(Goal of the exercise):
Every entry gets copied exactly. No images go into the copy.
--- Records shown Enclosed Below ---
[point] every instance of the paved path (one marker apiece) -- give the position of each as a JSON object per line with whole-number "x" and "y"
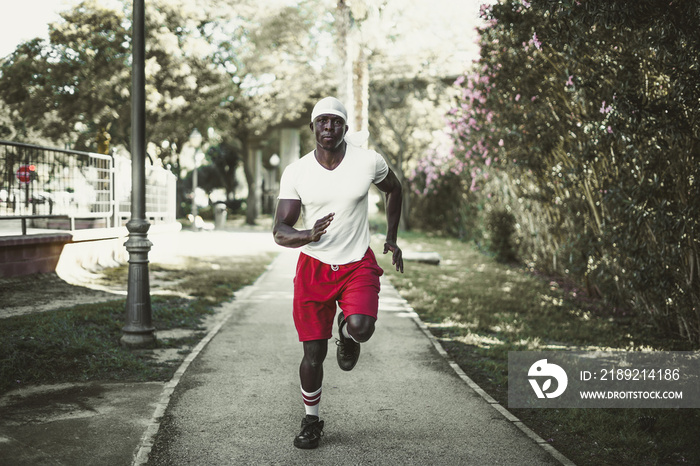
{"x": 238, "y": 402}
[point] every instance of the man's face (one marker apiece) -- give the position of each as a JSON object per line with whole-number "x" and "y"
{"x": 329, "y": 131}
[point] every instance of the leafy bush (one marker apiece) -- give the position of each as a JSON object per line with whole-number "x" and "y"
{"x": 583, "y": 118}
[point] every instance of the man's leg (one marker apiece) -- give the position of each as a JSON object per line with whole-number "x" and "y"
{"x": 353, "y": 330}
{"x": 359, "y": 327}
{"x": 311, "y": 376}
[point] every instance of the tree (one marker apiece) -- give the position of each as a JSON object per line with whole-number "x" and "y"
{"x": 581, "y": 119}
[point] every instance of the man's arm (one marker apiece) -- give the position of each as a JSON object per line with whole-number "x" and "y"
{"x": 286, "y": 216}
{"x": 392, "y": 187}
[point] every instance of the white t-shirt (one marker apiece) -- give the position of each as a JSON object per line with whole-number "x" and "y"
{"x": 344, "y": 191}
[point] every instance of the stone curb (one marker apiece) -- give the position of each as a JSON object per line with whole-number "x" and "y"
{"x": 146, "y": 444}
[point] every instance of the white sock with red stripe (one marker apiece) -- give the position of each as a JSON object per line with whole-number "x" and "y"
{"x": 312, "y": 401}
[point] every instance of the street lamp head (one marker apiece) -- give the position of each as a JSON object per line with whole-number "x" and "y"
{"x": 195, "y": 138}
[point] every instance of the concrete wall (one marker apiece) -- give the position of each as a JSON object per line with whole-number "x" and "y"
{"x": 72, "y": 254}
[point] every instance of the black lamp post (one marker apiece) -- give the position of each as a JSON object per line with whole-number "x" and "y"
{"x": 138, "y": 331}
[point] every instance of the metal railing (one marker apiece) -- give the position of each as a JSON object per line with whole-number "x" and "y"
{"x": 43, "y": 183}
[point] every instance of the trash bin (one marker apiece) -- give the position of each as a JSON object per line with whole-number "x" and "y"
{"x": 219, "y": 215}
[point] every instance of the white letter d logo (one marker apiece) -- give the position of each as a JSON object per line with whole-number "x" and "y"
{"x": 542, "y": 369}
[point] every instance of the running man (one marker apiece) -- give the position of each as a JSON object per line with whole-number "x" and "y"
{"x": 328, "y": 188}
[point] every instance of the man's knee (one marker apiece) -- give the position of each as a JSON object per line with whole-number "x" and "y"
{"x": 361, "y": 327}
{"x": 315, "y": 352}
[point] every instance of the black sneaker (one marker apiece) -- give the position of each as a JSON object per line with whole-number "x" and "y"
{"x": 311, "y": 433}
{"x": 348, "y": 349}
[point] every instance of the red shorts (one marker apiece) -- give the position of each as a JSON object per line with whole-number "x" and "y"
{"x": 318, "y": 286}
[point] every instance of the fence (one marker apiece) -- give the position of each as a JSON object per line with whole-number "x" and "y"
{"x": 41, "y": 183}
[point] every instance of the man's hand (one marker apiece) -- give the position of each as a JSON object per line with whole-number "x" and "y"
{"x": 396, "y": 255}
{"x": 320, "y": 227}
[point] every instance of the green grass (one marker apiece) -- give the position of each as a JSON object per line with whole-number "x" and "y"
{"x": 81, "y": 343}
{"x": 480, "y": 309}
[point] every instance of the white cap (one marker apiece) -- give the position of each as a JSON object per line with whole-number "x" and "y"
{"x": 329, "y": 106}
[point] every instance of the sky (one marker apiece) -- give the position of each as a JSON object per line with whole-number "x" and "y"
{"x": 27, "y": 19}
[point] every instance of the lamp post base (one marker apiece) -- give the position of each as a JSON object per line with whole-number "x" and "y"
{"x": 138, "y": 331}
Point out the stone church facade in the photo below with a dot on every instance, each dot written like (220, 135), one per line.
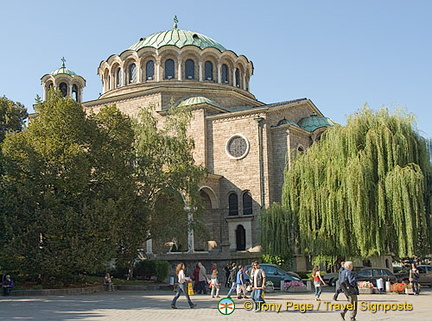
(245, 144)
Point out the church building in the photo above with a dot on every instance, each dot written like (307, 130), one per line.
(245, 144)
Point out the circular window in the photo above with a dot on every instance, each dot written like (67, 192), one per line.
(237, 146)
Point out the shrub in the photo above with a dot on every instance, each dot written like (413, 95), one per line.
(152, 268)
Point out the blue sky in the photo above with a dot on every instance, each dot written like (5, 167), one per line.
(339, 54)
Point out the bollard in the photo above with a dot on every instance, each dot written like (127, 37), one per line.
(309, 285)
(388, 286)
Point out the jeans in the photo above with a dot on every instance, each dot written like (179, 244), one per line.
(257, 298)
(318, 289)
(233, 287)
(352, 298)
(181, 288)
(414, 285)
(202, 287)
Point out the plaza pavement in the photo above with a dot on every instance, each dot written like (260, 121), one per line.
(155, 305)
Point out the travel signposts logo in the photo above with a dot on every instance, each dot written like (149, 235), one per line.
(226, 306)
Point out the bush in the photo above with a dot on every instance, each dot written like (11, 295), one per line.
(152, 268)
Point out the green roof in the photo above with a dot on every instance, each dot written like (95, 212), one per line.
(176, 37)
(63, 70)
(197, 100)
(314, 122)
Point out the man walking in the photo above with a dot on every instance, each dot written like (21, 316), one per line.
(258, 281)
(348, 284)
(338, 288)
(202, 278)
(232, 279)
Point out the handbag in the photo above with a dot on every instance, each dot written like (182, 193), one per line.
(347, 288)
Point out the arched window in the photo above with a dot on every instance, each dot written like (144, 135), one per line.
(208, 70)
(225, 74)
(247, 204)
(119, 78)
(169, 69)
(132, 73)
(150, 70)
(75, 93)
(233, 204)
(189, 69)
(240, 238)
(237, 78)
(63, 89)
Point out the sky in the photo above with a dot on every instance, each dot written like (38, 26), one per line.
(340, 54)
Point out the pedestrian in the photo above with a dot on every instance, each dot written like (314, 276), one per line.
(7, 285)
(227, 272)
(232, 279)
(196, 278)
(414, 275)
(241, 286)
(202, 279)
(214, 283)
(338, 288)
(182, 286)
(258, 281)
(348, 284)
(316, 274)
(108, 282)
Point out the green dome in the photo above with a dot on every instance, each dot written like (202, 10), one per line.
(63, 70)
(314, 122)
(197, 100)
(176, 37)
(286, 122)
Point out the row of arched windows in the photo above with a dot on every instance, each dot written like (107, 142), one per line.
(233, 204)
(168, 70)
(66, 90)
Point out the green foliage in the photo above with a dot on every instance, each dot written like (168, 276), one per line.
(79, 190)
(63, 190)
(363, 190)
(12, 117)
(149, 268)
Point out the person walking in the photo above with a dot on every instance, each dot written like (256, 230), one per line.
(214, 283)
(202, 279)
(182, 287)
(232, 279)
(414, 275)
(227, 270)
(316, 274)
(196, 278)
(258, 281)
(338, 288)
(108, 282)
(349, 286)
(241, 286)
(7, 285)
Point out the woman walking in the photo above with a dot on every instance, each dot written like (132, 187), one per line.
(182, 287)
(317, 282)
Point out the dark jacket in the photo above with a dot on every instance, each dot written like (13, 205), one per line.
(233, 275)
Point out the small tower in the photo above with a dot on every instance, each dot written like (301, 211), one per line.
(64, 79)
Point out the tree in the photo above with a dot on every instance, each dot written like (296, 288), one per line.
(68, 183)
(363, 190)
(12, 117)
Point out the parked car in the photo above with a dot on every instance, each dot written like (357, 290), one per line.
(372, 274)
(275, 274)
(425, 275)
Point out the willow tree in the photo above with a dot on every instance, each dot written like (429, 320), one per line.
(363, 190)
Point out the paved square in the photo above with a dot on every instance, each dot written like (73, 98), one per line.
(155, 305)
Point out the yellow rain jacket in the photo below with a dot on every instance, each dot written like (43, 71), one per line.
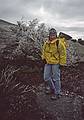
--- End of Enclosed Records shown ---
(Solution for this task):
[point] every instance of the paved path (one marker apiece) -- give the position of each as a JSON object per line with whole-number "x" and "y"
{"x": 238, "y": 402}
[point] every instance of the man's face (one marker apiece) -- give the position of each as a JSON object per line with whole-number "x" and "y"
{"x": 329, "y": 131}
[point] every instance of the leafy bush (one marker apiece) -- give the position of each as a JSON object per line with whole-number "x" and "y"
{"x": 583, "y": 118}
[point] every instance of the man's leg (one marker apiece) -- give the position of each as a JSON object per line with whole-number "x" and "y"
{"x": 353, "y": 330}
{"x": 359, "y": 327}
{"x": 311, "y": 376}
[point] every instance of the tree (one marker apiece) -- give the position of each as a JSON object per line with whole-number "x" and "y"
{"x": 581, "y": 119}
[point] every instance of the man's arm (one marker apiece) -- give the position of each as a JSON object per line with whole-number "x" and "y"
{"x": 286, "y": 216}
{"x": 392, "y": 187}
[point] every instance of the white t-shirt (one marker apiece) -- give the position of each as a JSON object per line with whole-number "x" and "y"
{"x": 344, "y": 191}
[point] every instance of the stone curb (one marker apiece) -- give the position of each as a JSON object per line with whole-number "x" and "y"
{"x": 146, "y": 444}
[point] every instance of the white sock with red stripe (one marker apiece) -- give the position of each as a JSON object per line with whole-number "x" and "y"
{"x": 312, "y": 401}
[point] every instance of the street lamp head (one marker apiece) -- give the position of each as a JSON object per line with whole-number "x" and "y"
{"x": 195, "y": 138}
[point] every instance of the concrete wall (one marker apiece) -- give the position of each as a JSON object per line with whole-number "x" and "y"
{"x": 72, "y": 254}
[point] every instance of the black lamp post (one marker apiece) -- give the position of each as a JSON object per line with whole-number "x" and "y"
{"x": 138, "y": 331}
[point] every instance of the metal railing (one marker apiece) -- give the position of each as a JSON object per line with whole-number "x" and "y"
{"x": 43, "y": 183}
[point] every instance of the trash bin (one marker apiece) -- give the position of each as a JSON object per line with whole-number "x" and "y"
{"x": 219, "y": 215}
[point] every instance of the white letter d logo (one marker apiece) -- give the position of each as a JSON object per line with whole-number "x" and "y"
{"x": 542, "y": 369}
[point] every instance of the running man (one marker apiece) -- give the position of each as a JSON object per line with whole-number "x" and "y"
{"x": 328, "y": 188}
[point] every instance of the man's knee (one marker apiece) -- give the position of each as a JSON object per line with whole-number "x" and "y"
{"x": 361, "y": 327}
{"x": 315, "y": 352}
[point] every instance of the black sneaker (one marker apiece) -- give the position of each as a JSON object per line with whole-number "x" and "y"
{"x": 311, "y": 433}
{"x": 348, "y": 349}
[point] every instance of the red shorts (one marker apiece) -- give the position of each as a JSON object per line with whole-number "x" and "y"
{"x": 318, "y": 286}
[point] every instance of the fence (one marker apiece) -- give the position of each as a JSON object per line with whole-number "x" and "y"
{"x": 41, "y": 183}
[point] every instance of the man's hand (one marker apiece) -- give the position of each as a JSON object per line with whole-number "x" and "y"
{"x": 396, "y": 255}
{"x": 320, "y": 227}
[point] every instance of the green grass (one marker apiece) -- give the position of each as a JSON object per line with whole-number "x" and "y"
{"x": 81, "y": 343}
{"x": 480, "y": 309}
[point] every instance of the white cap (one marker apiece) -- give the position of each as a JSON object per line with whole-number "x" and "y"
{"x": 329, "y": 106}
[point] every instance of the sky (one marker apiece) -- give the position of each as a JSON object per line with whole-number "x" and "y"
{"x": 27, "y": 19}
[point] every instance of the lamp post base (one marker apiece) -- give the position of each as a JSON object per line with whole-number "x" and "y"
{"x": 138, "y": 331}
Point out the stone church facade in the photo below with a dot on every instance, each dot written like (220, 135), one per line.
(245, 144)
Point out the church building in the photo above with a dot on every instance, each dot written like (307, 130), one per line.
(245, 144)
Point out the circular window in the photo above with a dot on every instance, each dot written like (67, 192), one per line.
(237, 146)
Point out the shrub in the photo above with a dot on every instance, each dot written like (413, 95), one per line.
(152, 268)
Point out the blue sky in the photo above with a dot on every instance, each dot written like (5, 167), one per line.
(339, 54)
Point out the bollard in the photo above with a dot on every instance, each dot written like (127, 37), one per line.
(309, 285)
(388, 286)
Point out the jeans in the photo above with a dot on every instance, each dot written like (179, 244), one per line.
(257, 298)
(318, 289)
(233, 287)
(352, 298)
(181, 288)
(414, 285)
(202, 287)
Point out the plaza pavement in the photo above with a dot on every instance, each dot written like (260, 121), one per line.
(155, 305)
Point out the travel signposts logo in the photo above with a dot on every instance, each dot written like (149, 235), one per line.
(226, 306)
Point out the bush in the photo above with a dot on every instance, each dot written like (11, 295), one per line.
(152, 268)
Point out the green roof in the photo above with a dot on every instance, each dot written like (95, 212), one per line.
(176, 37)
(63, 70)
(197, 100)
(314, 122)
Point out the man walking in the photo above with a dot on every instance, each dot written like (21, 316), one per line.
(258, 281)
(348, 284)
(338, 288)
(202, 278)
(232, 279)
Point out the handbag in the photo above with a dot on every instance, each dot written like (182, 193), one per line.
(347, 288)
Point out the arched window in the photo above with a dot on every instance, each dot written like (144, 135), one per line.
(208, 70)
(225, 74)
(247, 204)
(119, 78)
(169, 69)
(132, 73)
(150, 70)
(75, 93)
(233, 204)
(189, 69)
(240, 238)
(237, 78)
(63, 89)
Point out the sky in the photo above with a dot on every instance, each dot written like (38, 26), one per line.
(340, 54)
Point out the pedestrian in the photo above with a dot on every instance, each dot written like (314, 276), one per line.
(7, 285)
(227, 272)
(232, 279)
(196, 278)
(414, 275)
(241, 286)
(202, 279)
(214, 283)
(338, 288)
(182, 286)
(258, 281)
(348, 284)
(316, 274)
(108, 282)
Point out the green dome in the photo above with a dot on every instance, each dot written like (202, 10), one per line.
(63, 70)
(314, 122)
(197, 100)
(176, 37)
(286, 122)
Point out the row of arched windows in the photo above with a dot on every instance, each dot written like (107, 142), one per line.
(233, 204)
(168, 70)
(66, 90)
Point out the green foliage in the photo above with a dot on every instance, each dot written like (168, 276), one per line.
(79, 190)
(63, 190)
(363, 190)
(12, 117)
(149, 268)
Point out the person walking in the photo above with a dot on every instance, each dot written like (256, 230), one per line.
(214, 283)
(202, 279)
(182, 287)
(232, 279)
(414, 275)
(227, 270)
(316, 274)
(196, 278)
(258, 281)
(338, 288)
(108, 282)
(349, 286)
(241, 286)
(7, 285)
Point out the woman walking in the photo above with a dot on every instance, each dot written like (132, 187), one per line.
(182, 287)
(317, 282)
Point out the dark jacket in the photo above with a dot on every instance, each dot written like (13, 205), one per line.
(233, 275)
Point out the small tower in the photo above with a dot on every instance, each dot written like (301, 211), one per line.
(64, 79)
Point out the tree in the photo above with a dot on every instance, each dot written like (296, 288), one per line.
(68, 183)
(363, 190)
(12, 117)
Point out the parked car in the photo above with a dot on every instance, each dot written like (357, 290), one per line.
(372, 274)
(275, 274)
(425, 275)
Point out the willow tree in the photo above with a dot on every instance, each dot written like (429, 320), one per line.
(363, 190)
Point out the paved square in the photo above with a dot on every instance, each dot written like (73, 98), one per line.
(155, 305)
Point out the yellow rain jacket in the photo below with a dot on every instance, each dot written like (43, 71), one per line.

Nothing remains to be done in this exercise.